» DATASET RECORDS
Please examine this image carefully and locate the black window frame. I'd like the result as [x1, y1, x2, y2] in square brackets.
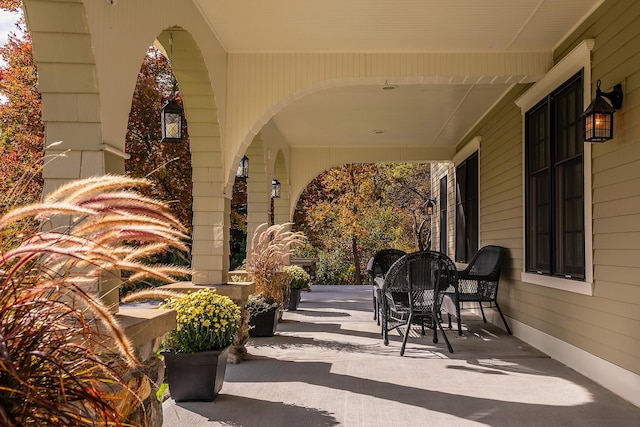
[524, 70, 586, 281]
[440, 175, 449, 254]
[455, 151, 480, 262]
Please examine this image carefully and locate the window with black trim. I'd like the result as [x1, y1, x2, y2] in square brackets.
[456, 151, 478, 262]
[440, 175, 449, 254]
[525, 71, 585, 280]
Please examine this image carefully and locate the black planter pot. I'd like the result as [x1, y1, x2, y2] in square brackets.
[162, 346, 230, 402]
[249, 307, 278, 337]
[287, 289, 300, 311]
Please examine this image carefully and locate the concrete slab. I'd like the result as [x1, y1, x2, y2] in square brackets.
[163, 286, 640, 427]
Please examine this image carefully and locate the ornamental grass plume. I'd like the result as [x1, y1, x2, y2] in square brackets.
[0, 176, 189, 426]
[247, 223, 306, 304]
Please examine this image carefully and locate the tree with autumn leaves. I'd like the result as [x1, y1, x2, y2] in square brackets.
[294, 164, 431, 285]
[0, 0, 430, 284]
[0, 5, 44, 213]
[0, 5, 192, 270]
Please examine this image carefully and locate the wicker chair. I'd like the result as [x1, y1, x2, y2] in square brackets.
[367, 249, 407, 325]
[447, 245, 511, 335]
[376, 251, 458, 356]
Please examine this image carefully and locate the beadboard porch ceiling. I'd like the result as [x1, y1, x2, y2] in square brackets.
[194, 0, 603, 147]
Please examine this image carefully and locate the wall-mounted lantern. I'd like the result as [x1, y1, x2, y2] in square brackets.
[271, 178, 282, 199]
[236, 156, 249, 178]
[582, 80, 623, 142]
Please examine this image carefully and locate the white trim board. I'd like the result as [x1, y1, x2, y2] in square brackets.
[512, 318, 640, 407]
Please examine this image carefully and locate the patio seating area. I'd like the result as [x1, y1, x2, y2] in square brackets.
[163, 285, 640, 427]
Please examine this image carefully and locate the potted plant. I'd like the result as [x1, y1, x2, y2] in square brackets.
[246, 294, 279, 337]
[162, 288, 240, 402]
[284, 265, 311, 310]
[247, 223, 305, 332]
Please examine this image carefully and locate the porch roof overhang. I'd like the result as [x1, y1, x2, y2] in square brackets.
[195, 0, 602, 154]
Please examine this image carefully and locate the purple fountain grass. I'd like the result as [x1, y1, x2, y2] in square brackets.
[0, 176, 190, 426]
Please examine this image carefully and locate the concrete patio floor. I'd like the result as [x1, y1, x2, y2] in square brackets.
[163, 286, 640, 427]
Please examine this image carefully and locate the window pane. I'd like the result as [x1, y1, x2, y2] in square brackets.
[440, 175, 449, 254]
[525, 72, 585, 279]
[455, 152, 478, 262]
[554, 158, 584, 279]
[526, 102, 549, 173]
[527, 173, 551, 274]
[554, 79, 584, 161]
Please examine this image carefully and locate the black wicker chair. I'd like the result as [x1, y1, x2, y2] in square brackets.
[367, 249, 407, 325]
[448, 245, 511, 335]
[376, 251, 458, 356]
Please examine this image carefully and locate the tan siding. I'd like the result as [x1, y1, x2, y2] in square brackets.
[456, 2, 640, 373]
[482, 2, 640, 373]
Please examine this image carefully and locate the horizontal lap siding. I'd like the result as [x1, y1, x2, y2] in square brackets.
[473, 86, 526, 319]
[585, 2, 640, 373]
[524, 1, 640, 374]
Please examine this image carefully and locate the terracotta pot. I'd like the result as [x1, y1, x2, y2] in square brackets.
[162, 346, 230, 402]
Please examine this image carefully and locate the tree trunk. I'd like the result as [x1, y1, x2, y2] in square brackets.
[351, 236, 362, 285]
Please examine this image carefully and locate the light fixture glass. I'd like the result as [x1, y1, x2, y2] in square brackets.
[271, 178, 282, 199]
[424, 199, 436, 215]
[236, 156, 249, 178]
[162, 99, 182, 142]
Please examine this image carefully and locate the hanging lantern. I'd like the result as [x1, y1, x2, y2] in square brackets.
[161, 34, 183, 142]
[162, 98, 182, 142]
[236, 156, 249, 178]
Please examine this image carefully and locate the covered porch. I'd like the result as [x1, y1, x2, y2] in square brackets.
[163, 285, 640, 426]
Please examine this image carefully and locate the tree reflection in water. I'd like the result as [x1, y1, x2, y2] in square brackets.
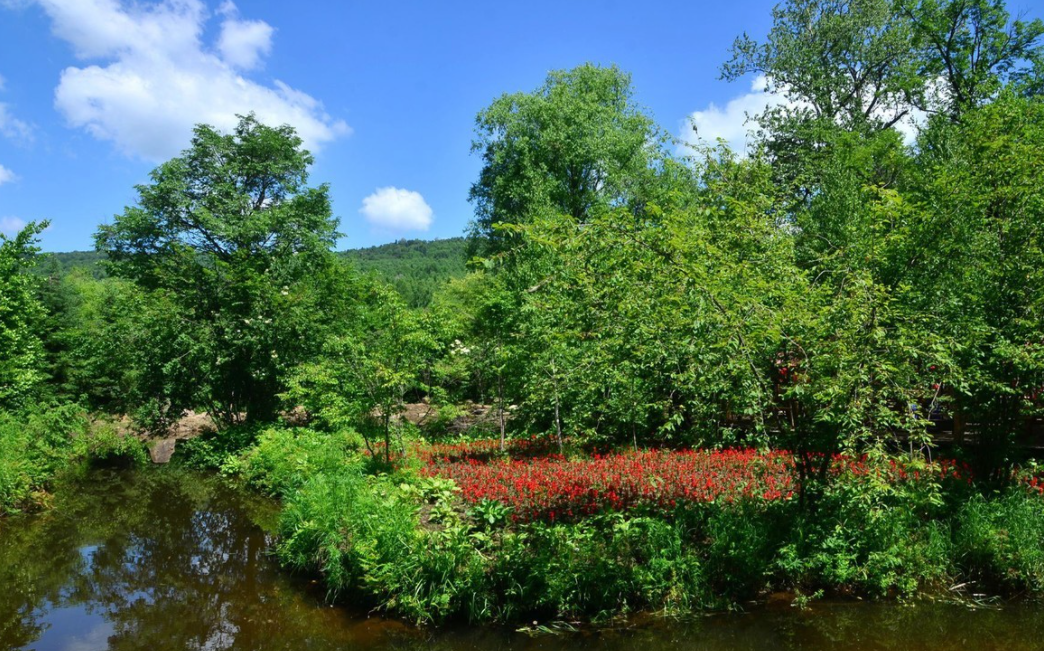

» TASK TO COMPLETE
Recast the entries above as a Markdown table with the columns "Row" and "Line", starting with the line containing "Please examine this image carefully and locate the black planter" and going on through the line containing "[194, 0, 603, 147]". Number the rows in order and leave out any blank lines.

» REPLY TO THE EXERCISE
| Row | Line |
|---|---|
| 1 | Please examine this image carefully and locate the black planter pot. I'd like the result as [x1, y1, x2, y2] in square brackets. |
| 2 | [162, 346, 230, 402] |
| 3 | [249, 307, 278, 337] |
| 4 | [287, 289, 300, 311] |
| 5 | Please examine this image carefully and locate the concrete slab. I'd like the result as [x1, y1, x2, y2] in square brackets. |
| 6 | [163, 286, 640, 427] |
| 7 | Please examine this image carefully and locate the ornamental grass plume. I'd like the result as [x1, y1, x2, y2] in square brackets. |
| 8 | [0, 176, 189, 426] |
| 9 | [247, 223, 306, 304] |
| 10 | Please examine this image carefully and locate the tree with autumn leaves. I'd like the result as [x1, y1, x2, y2] in square brackets. |
| 11 | [294, 164, 431, 285] |
| 12 | [0, 0, 430, 284] |
| 13 | [0, 5, 44, 213] |
| 14 | [0, 5, 192, 270] |
| 15 | Please examine this image carefully and locate the wicker chair. I'd like the result as [x1, y1, x2, y2] in square brackets. |
| 16 | [367, 249, 407, 325] |
| 17 | [447, 245, 511, 335] |
| 18 | [376, 251, 458, 356] |
| 19 | Please examine this image carefully and locate the beadboard porch ceiling. I'd like the result as [x1, y1, x2, y2] in square brackets. |
| 20 | [194, 0, 603, 147] |